§ Given exercise: Could you lay out the lines below, from the line with "QA review pass — verify and re-annotate all instances of flush" through the line with "[[212, 44, 226, 62], [76, 96, 87, 106]]", as a Markdown table with a "Row" column numbering each one and a "Line" column holding it, leaving out blank lines?

Image annotation data:
>>>

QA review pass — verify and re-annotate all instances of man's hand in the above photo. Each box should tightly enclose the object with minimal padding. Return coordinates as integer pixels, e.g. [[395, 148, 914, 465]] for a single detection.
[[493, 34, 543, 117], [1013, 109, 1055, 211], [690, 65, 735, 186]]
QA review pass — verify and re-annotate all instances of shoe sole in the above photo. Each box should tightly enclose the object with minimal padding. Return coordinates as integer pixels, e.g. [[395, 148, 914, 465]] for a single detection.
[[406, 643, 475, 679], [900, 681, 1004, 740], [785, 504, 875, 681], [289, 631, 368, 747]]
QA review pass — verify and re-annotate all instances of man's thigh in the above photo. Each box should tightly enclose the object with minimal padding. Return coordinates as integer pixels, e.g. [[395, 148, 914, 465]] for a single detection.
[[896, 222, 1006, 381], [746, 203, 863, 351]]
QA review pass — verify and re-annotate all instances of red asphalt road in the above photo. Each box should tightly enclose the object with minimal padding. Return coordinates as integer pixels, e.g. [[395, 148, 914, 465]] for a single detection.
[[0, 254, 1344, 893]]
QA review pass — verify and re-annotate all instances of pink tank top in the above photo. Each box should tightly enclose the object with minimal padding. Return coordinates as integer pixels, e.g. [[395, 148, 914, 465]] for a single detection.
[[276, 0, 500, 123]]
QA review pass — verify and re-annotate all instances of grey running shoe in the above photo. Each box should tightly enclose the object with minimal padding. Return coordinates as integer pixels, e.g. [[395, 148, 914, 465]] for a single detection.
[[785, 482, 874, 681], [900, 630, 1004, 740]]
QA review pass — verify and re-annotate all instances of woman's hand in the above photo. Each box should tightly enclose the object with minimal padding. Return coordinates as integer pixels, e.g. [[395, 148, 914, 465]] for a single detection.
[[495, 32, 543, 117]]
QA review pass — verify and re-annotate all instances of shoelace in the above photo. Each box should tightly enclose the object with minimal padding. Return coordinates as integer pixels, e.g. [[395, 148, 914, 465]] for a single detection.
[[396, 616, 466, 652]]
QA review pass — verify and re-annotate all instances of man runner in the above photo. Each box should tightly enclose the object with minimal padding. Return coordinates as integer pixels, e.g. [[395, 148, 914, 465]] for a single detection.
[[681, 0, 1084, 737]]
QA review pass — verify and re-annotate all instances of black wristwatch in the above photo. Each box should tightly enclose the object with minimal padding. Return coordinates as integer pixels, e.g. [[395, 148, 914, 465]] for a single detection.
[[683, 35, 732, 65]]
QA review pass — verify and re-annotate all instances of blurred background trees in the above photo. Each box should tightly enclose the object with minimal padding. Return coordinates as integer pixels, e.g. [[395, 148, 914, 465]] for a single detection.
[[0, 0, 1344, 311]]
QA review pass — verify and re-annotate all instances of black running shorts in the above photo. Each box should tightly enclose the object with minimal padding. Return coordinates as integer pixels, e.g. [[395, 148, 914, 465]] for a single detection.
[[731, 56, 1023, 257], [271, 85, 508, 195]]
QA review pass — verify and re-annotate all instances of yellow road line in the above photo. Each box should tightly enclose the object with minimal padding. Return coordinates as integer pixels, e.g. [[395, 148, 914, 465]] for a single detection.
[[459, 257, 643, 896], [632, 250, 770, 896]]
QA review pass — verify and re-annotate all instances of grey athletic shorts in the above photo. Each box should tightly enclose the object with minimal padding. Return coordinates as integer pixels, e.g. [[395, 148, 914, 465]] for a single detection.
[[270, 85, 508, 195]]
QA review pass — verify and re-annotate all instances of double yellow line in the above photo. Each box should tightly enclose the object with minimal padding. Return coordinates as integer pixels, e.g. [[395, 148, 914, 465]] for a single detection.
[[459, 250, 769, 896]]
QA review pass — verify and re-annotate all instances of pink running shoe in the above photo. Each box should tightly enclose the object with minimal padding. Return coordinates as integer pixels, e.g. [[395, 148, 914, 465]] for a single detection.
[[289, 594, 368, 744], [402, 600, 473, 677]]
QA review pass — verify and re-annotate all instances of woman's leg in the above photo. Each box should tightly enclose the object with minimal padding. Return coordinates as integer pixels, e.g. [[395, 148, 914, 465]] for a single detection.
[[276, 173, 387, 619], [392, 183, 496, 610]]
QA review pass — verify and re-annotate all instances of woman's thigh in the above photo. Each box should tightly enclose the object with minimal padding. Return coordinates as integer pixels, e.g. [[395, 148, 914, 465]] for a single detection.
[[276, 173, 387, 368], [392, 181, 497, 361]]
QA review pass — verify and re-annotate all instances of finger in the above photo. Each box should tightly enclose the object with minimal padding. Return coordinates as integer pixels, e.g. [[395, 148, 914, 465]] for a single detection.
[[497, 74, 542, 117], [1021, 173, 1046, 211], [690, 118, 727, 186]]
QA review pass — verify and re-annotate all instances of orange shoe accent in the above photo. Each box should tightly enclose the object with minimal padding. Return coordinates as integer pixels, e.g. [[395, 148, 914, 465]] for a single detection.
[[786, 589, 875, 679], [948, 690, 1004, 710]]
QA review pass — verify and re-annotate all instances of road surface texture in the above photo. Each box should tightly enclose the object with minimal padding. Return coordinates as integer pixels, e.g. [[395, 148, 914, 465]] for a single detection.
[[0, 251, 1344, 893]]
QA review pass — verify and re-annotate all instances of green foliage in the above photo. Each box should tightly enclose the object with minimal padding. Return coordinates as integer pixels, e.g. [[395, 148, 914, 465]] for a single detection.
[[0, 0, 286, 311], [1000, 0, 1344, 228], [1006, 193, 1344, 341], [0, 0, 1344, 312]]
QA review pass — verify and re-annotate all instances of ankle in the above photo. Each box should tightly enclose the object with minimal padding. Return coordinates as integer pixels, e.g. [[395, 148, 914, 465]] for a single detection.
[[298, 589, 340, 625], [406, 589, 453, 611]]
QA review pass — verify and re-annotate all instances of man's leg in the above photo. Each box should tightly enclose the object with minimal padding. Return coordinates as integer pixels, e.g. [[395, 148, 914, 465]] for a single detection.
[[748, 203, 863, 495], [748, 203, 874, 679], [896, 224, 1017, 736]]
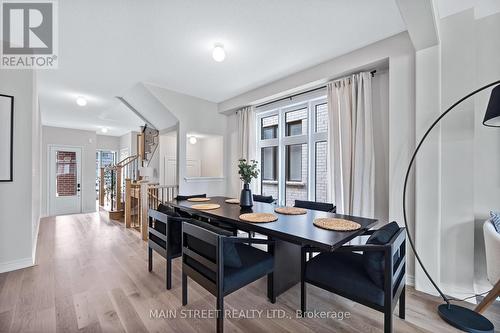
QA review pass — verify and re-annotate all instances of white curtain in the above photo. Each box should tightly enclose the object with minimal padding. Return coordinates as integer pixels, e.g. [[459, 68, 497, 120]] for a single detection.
[[236, 106, 257, 193], [327, 72, 375, 217]]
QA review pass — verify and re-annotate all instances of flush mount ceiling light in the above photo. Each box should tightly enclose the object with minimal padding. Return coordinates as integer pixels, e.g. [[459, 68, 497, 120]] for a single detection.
[[212, 44, 226, 62], [76, 96, 87, 106]]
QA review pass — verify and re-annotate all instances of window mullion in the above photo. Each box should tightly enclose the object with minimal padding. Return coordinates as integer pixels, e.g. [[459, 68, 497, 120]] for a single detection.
[[307, 101, 316, 201]]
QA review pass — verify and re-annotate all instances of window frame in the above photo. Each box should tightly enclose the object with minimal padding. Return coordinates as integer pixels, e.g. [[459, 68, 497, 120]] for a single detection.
[[255, 89, 328, 205]]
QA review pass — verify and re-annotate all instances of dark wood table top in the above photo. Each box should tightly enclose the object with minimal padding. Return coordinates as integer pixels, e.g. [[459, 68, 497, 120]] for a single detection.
[[170, 197, 377, 251]]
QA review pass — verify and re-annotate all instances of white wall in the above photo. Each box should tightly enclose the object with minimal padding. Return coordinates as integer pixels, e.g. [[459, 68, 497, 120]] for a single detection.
[[159, 131, 178, 185], [145, 84, 228, 195], [42, 126, 97, 216], [473, 10, 500, 292], [372, 69, 389, 221], [118, 132, 138, 159], [0, 70, 40, 273], [96, 135, 120, 152], [416, 9, 500, 297]]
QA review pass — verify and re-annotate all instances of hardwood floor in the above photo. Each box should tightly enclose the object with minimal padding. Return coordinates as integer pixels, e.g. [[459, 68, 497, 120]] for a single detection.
[[0, 213, 500, 333]]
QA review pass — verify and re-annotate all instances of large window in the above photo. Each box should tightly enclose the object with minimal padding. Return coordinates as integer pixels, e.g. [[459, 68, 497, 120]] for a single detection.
[[257, 91, 328, 206]]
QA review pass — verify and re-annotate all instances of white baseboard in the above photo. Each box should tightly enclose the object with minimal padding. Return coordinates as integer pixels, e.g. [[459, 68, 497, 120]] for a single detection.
[[0, 257, 33, 273], [31, 219, 40, 265]]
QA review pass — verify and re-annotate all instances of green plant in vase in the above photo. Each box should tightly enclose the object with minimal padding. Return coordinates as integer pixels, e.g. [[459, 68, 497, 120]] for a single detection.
[[238, 158, 259, 208]]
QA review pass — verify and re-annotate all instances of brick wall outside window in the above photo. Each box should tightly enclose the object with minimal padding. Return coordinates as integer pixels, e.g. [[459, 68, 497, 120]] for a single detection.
[[56, 151, 77, 197]]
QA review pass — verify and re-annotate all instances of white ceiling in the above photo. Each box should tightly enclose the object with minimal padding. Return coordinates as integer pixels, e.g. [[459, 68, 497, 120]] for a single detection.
[[38, 0, 406, 135]]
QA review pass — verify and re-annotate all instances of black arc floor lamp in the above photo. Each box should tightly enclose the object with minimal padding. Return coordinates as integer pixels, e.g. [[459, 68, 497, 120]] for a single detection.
[[403, 80, 500, 333]]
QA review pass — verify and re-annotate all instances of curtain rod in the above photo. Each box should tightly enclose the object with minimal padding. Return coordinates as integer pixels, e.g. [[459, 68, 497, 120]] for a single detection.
[[255, 70, 377, 108]]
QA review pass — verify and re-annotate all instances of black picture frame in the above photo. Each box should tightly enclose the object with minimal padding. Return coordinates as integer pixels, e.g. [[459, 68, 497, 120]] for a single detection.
[[0, 94, 14, 182]]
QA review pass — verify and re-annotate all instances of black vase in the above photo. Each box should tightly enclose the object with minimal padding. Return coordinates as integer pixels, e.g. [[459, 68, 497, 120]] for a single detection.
[[240, 184, 253, 208]]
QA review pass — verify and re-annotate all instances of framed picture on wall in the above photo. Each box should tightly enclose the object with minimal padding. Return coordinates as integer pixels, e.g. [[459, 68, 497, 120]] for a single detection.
[[0, 94, 14, 182]]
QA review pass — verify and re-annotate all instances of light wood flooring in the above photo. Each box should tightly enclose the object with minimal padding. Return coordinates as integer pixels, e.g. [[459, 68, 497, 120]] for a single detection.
[[0, 213, 500, 333]]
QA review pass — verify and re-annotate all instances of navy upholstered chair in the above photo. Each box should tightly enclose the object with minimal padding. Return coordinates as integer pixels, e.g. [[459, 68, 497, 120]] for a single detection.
[[253, 194, 274, 203], [301, 222, 406, 333], [182, 220, 274, 332], [148, 204, 190, 289], [175, 193, 238, 235], [294, 200, 337, 213]]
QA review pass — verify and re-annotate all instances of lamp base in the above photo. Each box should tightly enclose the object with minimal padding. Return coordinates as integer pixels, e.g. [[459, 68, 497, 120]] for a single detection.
[[438, 304, 495, 333]]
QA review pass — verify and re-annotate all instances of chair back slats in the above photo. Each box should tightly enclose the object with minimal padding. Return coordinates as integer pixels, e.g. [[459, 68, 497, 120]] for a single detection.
[[182, 262, 217, 295], [182, 223, 219, 246], [175, 193, 207, 201], [294, 200, 336, 213], [183, 247, 217, 273]]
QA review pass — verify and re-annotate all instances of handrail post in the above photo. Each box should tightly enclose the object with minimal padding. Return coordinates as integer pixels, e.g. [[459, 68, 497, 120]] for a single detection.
[[99, 168, 105, 207], [140, 181, 149, 241], [125, 178, 132, 228]]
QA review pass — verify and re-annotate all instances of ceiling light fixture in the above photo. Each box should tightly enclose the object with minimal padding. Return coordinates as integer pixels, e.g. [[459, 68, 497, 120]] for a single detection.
[[76, 96, 87, 106], [212, 44, 226, 62]]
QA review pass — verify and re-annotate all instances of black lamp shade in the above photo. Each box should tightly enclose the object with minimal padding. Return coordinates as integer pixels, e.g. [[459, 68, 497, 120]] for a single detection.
[[483, 85, 500, 127]]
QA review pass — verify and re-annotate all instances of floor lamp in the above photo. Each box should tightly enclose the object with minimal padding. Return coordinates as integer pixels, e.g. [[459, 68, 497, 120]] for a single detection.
[[403, 80, 500, 333]]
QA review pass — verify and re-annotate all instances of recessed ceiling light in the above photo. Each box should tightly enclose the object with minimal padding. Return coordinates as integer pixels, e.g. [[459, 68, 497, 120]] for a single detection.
[[76, 96, 87, 106], [212, 44, 226, 62]]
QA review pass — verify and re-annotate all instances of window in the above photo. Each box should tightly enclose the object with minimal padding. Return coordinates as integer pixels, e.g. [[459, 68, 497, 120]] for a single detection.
[[285, 145, 307, 182], [286, 108, 307, 136], [257, 90, 328, 206], [261, 115, 278, 140]]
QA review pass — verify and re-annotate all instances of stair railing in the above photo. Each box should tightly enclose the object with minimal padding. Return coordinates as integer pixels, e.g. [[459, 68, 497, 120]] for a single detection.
[[99, 155, 139, 211]]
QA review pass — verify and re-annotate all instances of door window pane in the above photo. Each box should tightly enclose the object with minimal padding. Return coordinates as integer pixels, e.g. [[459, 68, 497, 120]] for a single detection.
[[285, 144, 307, 206], [56, 151, 77, 197], [286, 108, 307, 136], [315, 141, 328, 202], [261, 115, 278, 140], [261, 147, 278, 198], [314, 103, 328, 133]]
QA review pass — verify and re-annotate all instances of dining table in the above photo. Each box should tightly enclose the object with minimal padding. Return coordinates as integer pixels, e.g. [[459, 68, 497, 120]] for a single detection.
[[169, 196, 377, 299]]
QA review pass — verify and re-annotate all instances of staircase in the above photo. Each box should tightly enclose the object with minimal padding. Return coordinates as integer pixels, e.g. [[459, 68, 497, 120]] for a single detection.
[[137, 125, 160, 167]]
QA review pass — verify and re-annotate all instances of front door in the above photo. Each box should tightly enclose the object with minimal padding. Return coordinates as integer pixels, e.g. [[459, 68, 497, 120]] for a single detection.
[[49, 146, 82, 215]]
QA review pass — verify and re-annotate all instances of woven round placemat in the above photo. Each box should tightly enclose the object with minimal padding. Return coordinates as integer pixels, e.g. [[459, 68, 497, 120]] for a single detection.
[[191, 204, 220, 210], [274, 206, 307, 215], [188, 198, 210, 202], [313, 217, 361, 231], [240, 213, 278, 223], [225, 199, 240, 204]]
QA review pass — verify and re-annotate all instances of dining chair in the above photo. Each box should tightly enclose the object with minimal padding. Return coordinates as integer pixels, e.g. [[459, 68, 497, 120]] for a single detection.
[[253, 194, 275, 203], [294, 200, 337, 213], [300, 222, 406, 333], [182, 220, 275, 332], [175, 193, 238, 235], [148, 204, 191, 289]]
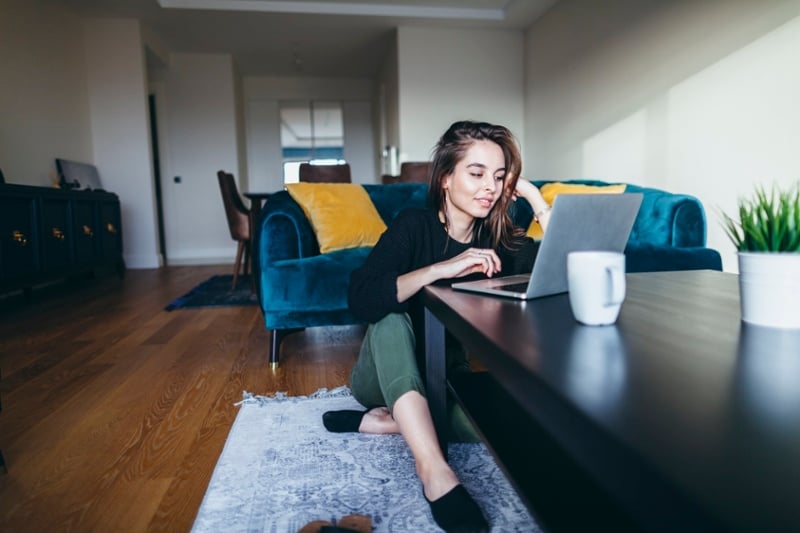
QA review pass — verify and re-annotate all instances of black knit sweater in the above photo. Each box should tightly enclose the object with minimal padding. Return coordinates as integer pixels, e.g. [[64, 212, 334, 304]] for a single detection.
[[348, 209, 539, 352]]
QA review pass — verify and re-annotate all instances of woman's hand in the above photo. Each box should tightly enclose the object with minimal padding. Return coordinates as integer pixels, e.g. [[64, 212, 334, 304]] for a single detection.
[[397, 248, 502, 302], [513, 178, 550, 232], [435, 248, 503, 279]]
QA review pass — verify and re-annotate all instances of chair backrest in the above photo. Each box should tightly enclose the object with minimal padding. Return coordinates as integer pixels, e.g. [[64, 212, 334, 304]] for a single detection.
[[398, 161, 433, 183], [300, 163, 351, 183], [217, 170, 250, 241]]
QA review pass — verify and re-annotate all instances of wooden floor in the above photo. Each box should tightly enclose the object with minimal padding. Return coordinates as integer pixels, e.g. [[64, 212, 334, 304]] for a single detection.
[[0, 267, 363, 532]]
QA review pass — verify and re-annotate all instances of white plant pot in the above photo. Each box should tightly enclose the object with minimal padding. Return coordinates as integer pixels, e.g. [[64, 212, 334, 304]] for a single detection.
[[739, 252, 800, 329]]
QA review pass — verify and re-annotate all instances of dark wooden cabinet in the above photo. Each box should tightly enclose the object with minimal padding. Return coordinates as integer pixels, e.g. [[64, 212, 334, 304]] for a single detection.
[[0, 185, 125, 291]]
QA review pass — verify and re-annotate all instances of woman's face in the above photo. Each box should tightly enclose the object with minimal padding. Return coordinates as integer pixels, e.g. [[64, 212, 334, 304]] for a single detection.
[[442, 141, 506, 222]]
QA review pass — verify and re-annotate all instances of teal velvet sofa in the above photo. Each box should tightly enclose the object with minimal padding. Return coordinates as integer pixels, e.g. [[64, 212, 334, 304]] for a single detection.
[[253, 180, 722, 363]]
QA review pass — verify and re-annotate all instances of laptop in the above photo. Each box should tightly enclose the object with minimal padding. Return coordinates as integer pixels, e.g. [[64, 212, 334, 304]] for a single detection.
[[451, 193, 643, 300]]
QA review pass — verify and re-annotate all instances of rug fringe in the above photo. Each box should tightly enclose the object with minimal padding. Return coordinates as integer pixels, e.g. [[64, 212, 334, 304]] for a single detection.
[[233, 385, 352, 406]]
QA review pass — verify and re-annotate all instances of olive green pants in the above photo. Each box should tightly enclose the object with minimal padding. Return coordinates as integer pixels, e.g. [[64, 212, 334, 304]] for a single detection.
[[350, 313, 480, 442]]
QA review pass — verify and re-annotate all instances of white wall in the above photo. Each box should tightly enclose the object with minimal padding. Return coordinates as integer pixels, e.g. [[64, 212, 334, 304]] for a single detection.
[[243, 76, 380, 192], [0, 0, 93, 186], [397, 27, 524, 161], [342, 102, 379, 183], [159, 54, 241, 265], [84, 19, 159, 268], [525, 0, 800, 271]]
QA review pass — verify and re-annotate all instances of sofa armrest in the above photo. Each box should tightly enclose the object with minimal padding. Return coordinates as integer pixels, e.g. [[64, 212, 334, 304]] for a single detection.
[[625, 185, 706, 248], [257, 191, 319, 272], [625, 243, 722, 272]]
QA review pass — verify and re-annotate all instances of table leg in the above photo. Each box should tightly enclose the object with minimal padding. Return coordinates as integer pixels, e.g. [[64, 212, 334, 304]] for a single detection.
[[425, 308, 448, 457]]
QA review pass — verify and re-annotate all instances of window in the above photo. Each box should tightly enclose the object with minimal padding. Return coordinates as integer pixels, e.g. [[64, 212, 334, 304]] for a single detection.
[[280, 101, 345, 183]]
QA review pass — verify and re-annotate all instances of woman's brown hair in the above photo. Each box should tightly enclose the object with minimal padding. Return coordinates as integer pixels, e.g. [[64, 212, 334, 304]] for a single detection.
[[428, 120, 524, 249]]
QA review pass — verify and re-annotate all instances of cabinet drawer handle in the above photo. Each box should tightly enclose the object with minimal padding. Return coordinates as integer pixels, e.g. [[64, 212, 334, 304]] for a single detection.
[[11, 229, 28, 246]]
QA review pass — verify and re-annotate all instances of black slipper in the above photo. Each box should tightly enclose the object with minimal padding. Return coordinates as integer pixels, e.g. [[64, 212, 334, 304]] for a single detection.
[[423, 485, 489, 533], [322, 409, 367, 433]]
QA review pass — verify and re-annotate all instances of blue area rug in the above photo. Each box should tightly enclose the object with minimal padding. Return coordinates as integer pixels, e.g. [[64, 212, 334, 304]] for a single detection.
[[164, 274, 258, 311], [192, 387, 539, 533]]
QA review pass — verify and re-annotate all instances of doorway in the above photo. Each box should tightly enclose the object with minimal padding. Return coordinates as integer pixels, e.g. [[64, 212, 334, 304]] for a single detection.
[[147, 93, 167, 265]]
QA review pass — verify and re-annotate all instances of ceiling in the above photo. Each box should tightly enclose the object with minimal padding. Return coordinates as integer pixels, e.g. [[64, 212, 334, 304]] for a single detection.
[[59, 0, 557, 77]]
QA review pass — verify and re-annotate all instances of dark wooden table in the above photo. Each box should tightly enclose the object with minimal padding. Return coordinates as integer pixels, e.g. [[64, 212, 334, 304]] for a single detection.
[[424, 271, 800, 531]]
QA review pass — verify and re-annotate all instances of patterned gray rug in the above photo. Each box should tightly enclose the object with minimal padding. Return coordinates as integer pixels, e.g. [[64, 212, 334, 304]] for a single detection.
[[192, 387, 539, 533]]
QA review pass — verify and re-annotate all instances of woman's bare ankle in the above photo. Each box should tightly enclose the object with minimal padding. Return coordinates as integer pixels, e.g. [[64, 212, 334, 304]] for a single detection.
[[417, 462, 460, 501], [358, 407, 400, 435]]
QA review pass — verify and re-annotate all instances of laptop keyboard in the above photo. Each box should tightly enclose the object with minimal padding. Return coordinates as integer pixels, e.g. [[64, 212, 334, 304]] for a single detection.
[[493, 281, 528, 292]]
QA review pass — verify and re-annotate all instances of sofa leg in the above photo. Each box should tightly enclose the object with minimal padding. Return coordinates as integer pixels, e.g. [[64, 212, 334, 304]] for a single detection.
[[269, 328, 306, 370]]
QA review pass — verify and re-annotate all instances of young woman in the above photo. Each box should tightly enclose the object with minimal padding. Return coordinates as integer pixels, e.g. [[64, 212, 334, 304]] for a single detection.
[[323, 121, 549, 531]]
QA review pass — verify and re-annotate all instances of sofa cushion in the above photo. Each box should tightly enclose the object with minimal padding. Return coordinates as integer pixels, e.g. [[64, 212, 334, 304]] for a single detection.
[[527, 181, 625, 241], [286, 182, 386, 254]]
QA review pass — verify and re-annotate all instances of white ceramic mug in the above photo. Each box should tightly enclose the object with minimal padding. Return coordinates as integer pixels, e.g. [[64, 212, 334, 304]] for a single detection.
[[567, 252, 625, 326]]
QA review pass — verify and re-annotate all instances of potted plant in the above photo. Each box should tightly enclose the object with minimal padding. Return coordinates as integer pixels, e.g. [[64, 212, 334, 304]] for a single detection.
[[722, 182, 800, 328]]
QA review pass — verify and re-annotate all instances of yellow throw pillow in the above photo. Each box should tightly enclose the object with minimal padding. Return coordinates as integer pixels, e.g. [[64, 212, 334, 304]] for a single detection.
[[527, 181, 625, 241], [286, 182, 386, 254]]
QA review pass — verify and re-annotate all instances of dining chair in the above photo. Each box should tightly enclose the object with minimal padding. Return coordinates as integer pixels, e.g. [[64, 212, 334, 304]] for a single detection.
[[300, 163, 351, 183], [217, 170, 251, 289]]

<<<

§ Final result:
| Row | Line |
|---|---|
| 1 | QA review pass — verify and re-annotate all instances of flush mount ceiling light in the above photo. Each box should tightly enclose the object with minimal padding. Return coordinates as integer pixels, e.g. [[459, 68, 497, 120]] for a single detection. |
| 2 | [[212, 44, 226, 62], [76, 96, 87, 106]] |